Text passage =>
2017-06-02 Thread James Beedy
I think the primary advantage being less clutter to the end user. The 
difference between the end user have to bootstrap and control things from 
inside the vm vs from their host. For some reason this small change made some 
of my users who were previously not really catching on, far more apt to jump 
in. I personally like it because these little vms go further when they don't 
have the controller on them as well. @jameinel totally, possibly I'll add the 
bridge bits in place of the lxd-proxy in that write up, or possibly in another.

~James

> On Jun 2, 2017, at 12:56 AM, John Meinel <j...@arbash-meinel.com> wrote:
> 
> Interesting. I wouldn't have thought to use a manually added machine to use 
> JAAS to deploy applications to your local virtualbox. Is there a reason this 
> is easier than just "juju bootstrap lxd" from inside the VM?

Extracted information =>
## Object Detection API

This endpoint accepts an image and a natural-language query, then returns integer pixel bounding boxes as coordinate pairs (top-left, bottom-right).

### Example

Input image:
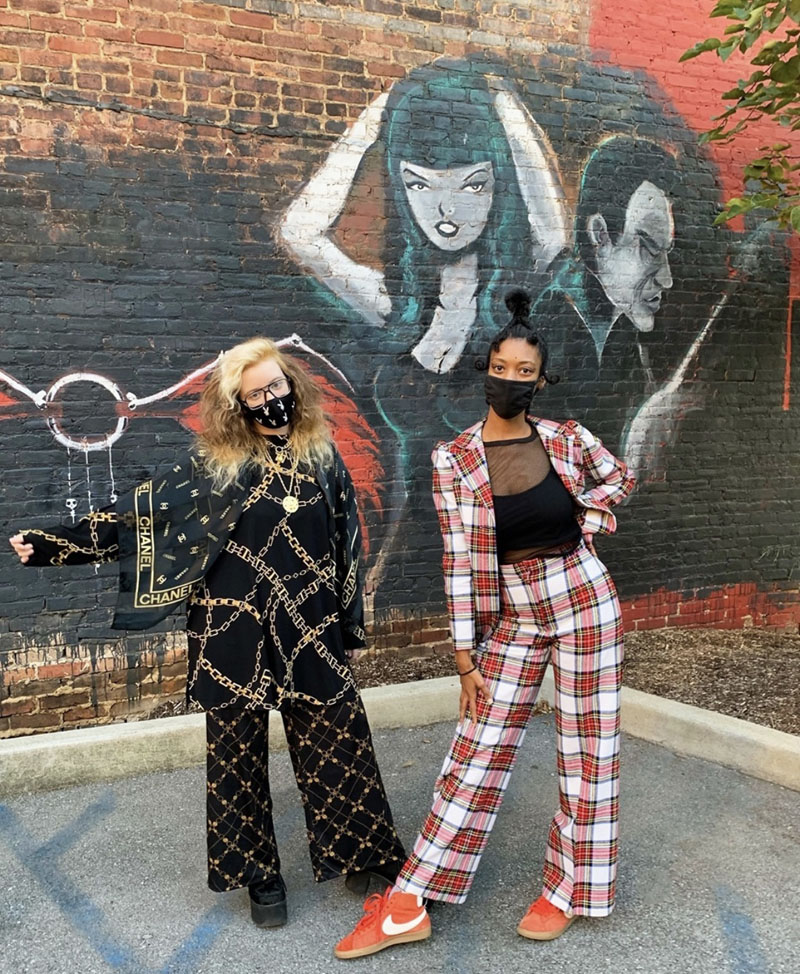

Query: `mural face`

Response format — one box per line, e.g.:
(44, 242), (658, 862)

(400, 161), (494, 252)
(0, 51), (800, 656)
(589, 181), (675, 331)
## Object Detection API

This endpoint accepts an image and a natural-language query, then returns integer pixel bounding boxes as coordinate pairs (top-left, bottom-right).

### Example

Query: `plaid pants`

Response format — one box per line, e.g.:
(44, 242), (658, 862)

(397, 542), (622, 916)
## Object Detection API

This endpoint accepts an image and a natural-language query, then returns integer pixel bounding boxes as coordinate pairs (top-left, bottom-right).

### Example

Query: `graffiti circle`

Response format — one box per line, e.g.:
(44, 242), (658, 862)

(44, 372), (128, 452)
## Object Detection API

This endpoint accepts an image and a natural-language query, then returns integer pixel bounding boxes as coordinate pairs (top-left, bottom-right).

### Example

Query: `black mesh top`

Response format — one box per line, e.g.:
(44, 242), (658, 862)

(484, 428), (581, 563)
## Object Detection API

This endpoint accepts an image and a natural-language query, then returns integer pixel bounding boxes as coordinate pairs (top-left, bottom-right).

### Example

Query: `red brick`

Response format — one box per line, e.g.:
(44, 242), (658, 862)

(85, 24), (133, 44)
(231, 10), (275, 30)
(64, 4), (118, 24)
(36, 660), (80, 680)
(30, 15), (83, 37)
(47, 36), (100, 54)
(181, 3), (227, 20)
(136, 30), (185, 49)
(8, 714), (61, 730)
(11, 0), (63, 14)
(39, 690), (89, 710)
(156, 50), (203, 68)
(61, 706), (103, 724)
(0, 12), (28, 28)
(0, 697), (36, 717)
(219, 27), (264, 44)
(75, 71), (103, 91)
(0, 30), (45, 49)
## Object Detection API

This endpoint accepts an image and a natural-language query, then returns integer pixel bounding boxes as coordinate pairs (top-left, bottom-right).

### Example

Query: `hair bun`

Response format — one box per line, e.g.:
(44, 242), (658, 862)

(505, 287), (531, 324)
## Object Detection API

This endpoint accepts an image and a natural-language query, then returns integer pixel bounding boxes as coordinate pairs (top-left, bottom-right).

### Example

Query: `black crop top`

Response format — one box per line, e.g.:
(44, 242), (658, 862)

(484, 429), (581, 561)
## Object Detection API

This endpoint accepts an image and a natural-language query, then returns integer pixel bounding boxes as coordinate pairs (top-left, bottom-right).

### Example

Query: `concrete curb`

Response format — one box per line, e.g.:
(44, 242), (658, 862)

(0, 671), (800, 798)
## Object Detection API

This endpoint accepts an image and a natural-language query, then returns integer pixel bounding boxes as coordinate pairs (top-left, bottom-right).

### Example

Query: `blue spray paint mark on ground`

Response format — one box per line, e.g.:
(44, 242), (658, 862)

(0, 789), (227, 974)
(158, 903), (227, 974)
(714, 886), (769, 974)
(0, 793), (141, 970)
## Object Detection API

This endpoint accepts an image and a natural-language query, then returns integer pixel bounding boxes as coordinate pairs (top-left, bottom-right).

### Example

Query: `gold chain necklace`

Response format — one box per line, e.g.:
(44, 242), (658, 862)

(267, 443), (300, 514)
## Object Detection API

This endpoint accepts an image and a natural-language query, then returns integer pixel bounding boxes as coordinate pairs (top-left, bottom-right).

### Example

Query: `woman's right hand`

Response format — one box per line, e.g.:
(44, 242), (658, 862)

(458, 666), (492, 724)
(8, 534), (33, 565)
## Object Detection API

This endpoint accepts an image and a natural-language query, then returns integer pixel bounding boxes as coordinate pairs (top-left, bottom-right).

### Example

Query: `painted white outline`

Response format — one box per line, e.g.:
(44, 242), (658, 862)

(0, 332), (355, 453)
(43, 372), (128, 453)
(0, 369), (47, 409)
(125, 352), (225, 409)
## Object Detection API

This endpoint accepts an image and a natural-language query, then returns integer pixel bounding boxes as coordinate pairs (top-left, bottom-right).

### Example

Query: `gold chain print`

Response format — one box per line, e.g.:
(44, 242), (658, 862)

(189, 451), (355, 708)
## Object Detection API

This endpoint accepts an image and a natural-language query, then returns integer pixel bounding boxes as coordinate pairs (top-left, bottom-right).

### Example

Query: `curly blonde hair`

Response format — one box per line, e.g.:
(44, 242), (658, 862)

(196, 338), (333, 487)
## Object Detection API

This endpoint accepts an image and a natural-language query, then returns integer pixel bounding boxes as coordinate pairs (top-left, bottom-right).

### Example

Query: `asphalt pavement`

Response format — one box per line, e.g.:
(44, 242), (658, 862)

(0, 717), (800, 974)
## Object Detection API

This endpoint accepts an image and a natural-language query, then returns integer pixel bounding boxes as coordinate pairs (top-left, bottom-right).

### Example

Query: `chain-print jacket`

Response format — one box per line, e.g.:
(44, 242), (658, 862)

(22, 450), (366, 650)
(432, 416), (635, 652)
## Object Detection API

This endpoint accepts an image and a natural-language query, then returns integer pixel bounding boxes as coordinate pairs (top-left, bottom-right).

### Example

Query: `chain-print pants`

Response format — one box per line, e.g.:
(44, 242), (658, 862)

(206, 697), (405, 892)
(398, 543), (622, 916)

Your task =>
Rewrite the paragraph of the email reply that begins "I think the primary advantage" as a short bulleted list that keeps its main points. The rows play no part in this exercise.

Response =>
- The primary advantage is less clutter for the end user.
- The difference is whether end users bootstrap and control things from inside the VM or from their host.
- This small change made some users who had not been catching on far more apt to jump in.
- The writer likes it because small VMs go further without the controller on them.
- To @jameinel: the bridge bits may replace the lxd-proxy in that write-up, or go in another one.